Text:
--------------------------------------------------

Interview Questions & Answers

Q1. What is the difference between setsockopt() and fcntl() for socket configuration?
fcntl() controls file descriptor flags (O_NONBLOCK, O_CLOEXEC, FD_CLOEXEC) that apply to all file descriptor types. setsockopt() controls socket-specific options (buffer sizes, keep-alive, Nagle, etc.) that are properties of the underlying socket, not the file descriptor. They are complementary — you often use both.
Q2. Why does Linux double the buffer size you request with SO_SNDBUF?
Linux doubles the requested buffer size to account for internal kernel overhead (sk_buff structures, alignment, etc.). The extra space is used by the kernel, not accessible to your application. If you request 256KB, the kernel may allocate 512KB, but your effective buffer is still ~256KB. getsockopt() returns the doubled value.
Q3. What happens when close() is called with SO_LINGER enabled and l_linger=0?
An RST (reset) is immediately sent to the peer. All unacknowledged data in the send buffer is discarded. The connection is abruptly terminated — no graceful FIN/ACK sequence. This is used intentionally when you want to force-close a misbehaving connection, but should not be used in normal operation as it can cause data loss.
Q4. Why is TCP_KEEPIDLE’s default of 7200 seconds (2 hours) problematic?

--------------------------------------------------

Short task: Continue the socket options Q&A from its last line. The data after this text is separate material and has no link to it.

--------------------------------------------------

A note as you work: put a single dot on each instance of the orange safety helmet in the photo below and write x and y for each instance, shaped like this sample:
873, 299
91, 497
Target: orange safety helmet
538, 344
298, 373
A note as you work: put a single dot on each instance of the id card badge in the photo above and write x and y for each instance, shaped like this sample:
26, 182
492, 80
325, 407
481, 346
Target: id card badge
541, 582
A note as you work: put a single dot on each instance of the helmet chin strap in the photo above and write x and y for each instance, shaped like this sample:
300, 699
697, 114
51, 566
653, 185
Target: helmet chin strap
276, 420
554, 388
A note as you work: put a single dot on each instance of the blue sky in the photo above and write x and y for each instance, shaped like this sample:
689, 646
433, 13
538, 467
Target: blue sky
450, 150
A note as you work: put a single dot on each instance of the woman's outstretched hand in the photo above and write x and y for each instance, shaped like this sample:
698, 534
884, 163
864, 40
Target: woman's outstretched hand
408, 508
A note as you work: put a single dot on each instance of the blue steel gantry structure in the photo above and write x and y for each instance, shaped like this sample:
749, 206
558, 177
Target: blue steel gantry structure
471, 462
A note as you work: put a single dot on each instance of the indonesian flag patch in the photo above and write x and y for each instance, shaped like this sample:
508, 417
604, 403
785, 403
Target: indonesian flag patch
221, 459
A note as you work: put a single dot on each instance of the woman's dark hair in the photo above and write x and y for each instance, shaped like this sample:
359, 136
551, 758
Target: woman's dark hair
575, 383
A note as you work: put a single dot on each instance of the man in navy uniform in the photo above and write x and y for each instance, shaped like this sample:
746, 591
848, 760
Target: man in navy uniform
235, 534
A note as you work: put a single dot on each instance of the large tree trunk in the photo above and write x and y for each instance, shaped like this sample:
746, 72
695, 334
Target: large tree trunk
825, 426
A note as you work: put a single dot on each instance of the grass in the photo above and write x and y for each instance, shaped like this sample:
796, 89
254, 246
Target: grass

--------------------------------------------------

Result of the exercise:
A crashed or unreachable peer won’t be detected for up to 2 hours. During that time, the connection stays in ESTABLISHED state, consuming resources (fd, memory, port). For servers handling many long-lived connections (IoT, mobile apps), this leads to resource leaks. Always tune TCP_KEEPIDLE down to minutes, not hours.
Q5. What is TCP_CORK and how does it differ from TCP_NODELAY?
TCP_CORK explicitly holds all writes until you uncork (set TCP_CORK=0), then flushes everything at once in the minimum number of segments. TCP_NODELAY disables Nagle, letting each write go out immediately. They are opposite strategies: CORK forces batching under application control; NODELAY forces immediate sending. Common pattern: CORK before writing HTTP header+body, UNCORK to flush.
Q6. What is SO_REUSEPORT and how is it different from SO_REUSEADDR?
SO_REUSEADDR allows reusing a port that has TIME_WAIT sockets. SO_REUSEPORT (Linux 3.9+) allows multiple independent sockets to bind to the exact same addr:port simultaneously. The kernel load-balances incoming connections across all SO_REUSEPORT sockets. This lets you run multiple server worker processes each with their own listening socket — eliminating the single accept() bottleneck.
Q7. How do you use SO_ERROR to check the result of a non-blocking connect()?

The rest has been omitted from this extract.